── 源材料
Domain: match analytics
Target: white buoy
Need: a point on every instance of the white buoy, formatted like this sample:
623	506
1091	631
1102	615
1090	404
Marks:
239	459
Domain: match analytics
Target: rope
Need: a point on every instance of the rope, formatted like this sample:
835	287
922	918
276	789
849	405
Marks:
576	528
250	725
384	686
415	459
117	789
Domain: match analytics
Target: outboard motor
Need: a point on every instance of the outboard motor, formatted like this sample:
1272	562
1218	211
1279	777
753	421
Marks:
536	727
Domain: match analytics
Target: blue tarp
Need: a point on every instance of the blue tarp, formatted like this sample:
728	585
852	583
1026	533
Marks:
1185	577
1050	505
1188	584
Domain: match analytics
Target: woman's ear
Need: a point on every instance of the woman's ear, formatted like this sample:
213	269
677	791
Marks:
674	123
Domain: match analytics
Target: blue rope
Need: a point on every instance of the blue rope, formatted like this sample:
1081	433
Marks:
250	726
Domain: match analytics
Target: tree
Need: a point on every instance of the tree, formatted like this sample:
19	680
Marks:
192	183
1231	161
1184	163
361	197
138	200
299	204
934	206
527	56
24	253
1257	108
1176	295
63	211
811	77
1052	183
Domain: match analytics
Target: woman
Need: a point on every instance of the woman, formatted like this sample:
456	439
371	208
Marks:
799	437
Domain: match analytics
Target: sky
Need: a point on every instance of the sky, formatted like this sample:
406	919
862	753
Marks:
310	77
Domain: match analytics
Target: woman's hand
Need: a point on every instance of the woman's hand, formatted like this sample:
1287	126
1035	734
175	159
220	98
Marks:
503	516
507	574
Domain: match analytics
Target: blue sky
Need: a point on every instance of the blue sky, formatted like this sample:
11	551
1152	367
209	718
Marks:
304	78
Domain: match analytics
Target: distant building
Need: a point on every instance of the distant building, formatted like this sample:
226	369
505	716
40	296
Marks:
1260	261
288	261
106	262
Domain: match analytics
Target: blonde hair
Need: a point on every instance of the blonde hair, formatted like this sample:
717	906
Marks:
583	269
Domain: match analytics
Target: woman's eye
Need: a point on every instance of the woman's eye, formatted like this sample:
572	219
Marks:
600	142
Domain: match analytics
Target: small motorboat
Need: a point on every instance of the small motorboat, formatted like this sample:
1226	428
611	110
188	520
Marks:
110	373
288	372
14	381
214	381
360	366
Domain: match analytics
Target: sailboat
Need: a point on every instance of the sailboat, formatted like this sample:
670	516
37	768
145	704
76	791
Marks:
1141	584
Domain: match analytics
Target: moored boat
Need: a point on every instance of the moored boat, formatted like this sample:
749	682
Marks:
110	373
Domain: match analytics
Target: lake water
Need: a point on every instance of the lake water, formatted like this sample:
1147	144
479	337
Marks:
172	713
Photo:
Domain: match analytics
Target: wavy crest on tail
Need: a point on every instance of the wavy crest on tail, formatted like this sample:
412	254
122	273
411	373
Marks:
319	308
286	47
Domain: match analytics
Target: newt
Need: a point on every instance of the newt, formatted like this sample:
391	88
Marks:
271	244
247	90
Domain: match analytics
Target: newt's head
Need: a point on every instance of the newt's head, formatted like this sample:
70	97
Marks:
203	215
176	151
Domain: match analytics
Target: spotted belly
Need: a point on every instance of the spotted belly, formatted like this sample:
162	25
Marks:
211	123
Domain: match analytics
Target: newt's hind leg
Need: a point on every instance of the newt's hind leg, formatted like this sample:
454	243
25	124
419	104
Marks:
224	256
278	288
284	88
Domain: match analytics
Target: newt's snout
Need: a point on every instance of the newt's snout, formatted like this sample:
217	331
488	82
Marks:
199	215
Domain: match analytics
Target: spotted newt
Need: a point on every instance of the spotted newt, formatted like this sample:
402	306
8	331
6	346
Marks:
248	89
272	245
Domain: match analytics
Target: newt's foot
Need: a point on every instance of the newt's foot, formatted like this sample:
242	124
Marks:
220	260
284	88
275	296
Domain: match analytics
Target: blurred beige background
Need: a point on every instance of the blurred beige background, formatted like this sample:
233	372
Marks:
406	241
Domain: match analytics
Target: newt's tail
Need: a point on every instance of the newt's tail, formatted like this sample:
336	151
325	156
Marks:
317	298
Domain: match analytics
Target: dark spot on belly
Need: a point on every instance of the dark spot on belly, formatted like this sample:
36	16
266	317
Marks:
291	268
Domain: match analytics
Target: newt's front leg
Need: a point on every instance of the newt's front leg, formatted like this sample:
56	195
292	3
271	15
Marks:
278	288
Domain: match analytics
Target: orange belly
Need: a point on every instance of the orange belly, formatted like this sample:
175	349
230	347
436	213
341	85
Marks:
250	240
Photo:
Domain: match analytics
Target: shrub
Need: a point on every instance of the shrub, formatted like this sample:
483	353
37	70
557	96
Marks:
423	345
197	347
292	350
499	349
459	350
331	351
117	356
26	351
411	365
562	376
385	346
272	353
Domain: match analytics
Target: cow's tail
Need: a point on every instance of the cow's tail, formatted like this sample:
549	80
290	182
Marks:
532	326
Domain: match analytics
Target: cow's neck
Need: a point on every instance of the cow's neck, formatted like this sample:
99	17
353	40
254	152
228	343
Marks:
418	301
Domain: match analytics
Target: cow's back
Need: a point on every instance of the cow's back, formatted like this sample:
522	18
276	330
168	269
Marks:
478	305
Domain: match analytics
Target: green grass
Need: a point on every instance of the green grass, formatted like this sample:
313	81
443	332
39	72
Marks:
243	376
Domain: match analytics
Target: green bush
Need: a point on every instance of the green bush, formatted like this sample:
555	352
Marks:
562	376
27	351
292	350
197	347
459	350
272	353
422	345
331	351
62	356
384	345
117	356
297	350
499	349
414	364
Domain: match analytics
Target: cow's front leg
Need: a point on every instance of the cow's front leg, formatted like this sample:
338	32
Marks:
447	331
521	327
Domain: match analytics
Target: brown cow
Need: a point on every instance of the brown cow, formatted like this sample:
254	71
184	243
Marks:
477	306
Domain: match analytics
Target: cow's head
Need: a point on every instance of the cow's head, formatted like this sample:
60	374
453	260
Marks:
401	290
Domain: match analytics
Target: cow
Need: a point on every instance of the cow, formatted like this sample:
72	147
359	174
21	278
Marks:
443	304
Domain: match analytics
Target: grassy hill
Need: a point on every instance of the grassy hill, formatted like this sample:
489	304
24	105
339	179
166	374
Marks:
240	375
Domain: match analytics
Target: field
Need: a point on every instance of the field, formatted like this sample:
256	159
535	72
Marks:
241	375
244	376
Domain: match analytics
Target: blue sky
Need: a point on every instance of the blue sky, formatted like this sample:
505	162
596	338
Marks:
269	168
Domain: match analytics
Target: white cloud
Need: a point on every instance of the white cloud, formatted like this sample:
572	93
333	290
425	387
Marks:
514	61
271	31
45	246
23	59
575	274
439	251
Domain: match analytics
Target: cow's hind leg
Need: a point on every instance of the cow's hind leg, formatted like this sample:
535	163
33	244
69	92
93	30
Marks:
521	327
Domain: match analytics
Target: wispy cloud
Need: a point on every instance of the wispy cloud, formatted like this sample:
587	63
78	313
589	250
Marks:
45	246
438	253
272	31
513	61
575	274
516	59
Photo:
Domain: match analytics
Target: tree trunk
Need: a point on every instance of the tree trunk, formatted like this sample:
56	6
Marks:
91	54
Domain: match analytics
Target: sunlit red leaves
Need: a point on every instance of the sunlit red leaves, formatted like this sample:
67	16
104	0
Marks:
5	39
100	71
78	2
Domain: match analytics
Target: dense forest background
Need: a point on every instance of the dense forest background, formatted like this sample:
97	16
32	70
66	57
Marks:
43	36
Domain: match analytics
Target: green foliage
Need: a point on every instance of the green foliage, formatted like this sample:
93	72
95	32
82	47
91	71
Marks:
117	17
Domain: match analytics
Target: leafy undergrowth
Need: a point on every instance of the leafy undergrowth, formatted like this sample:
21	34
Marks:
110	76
────
- 任务说明
统计上述记录中包含字符串“water”的行数（区分大小写），仅输出该数字。

- 本题解答
2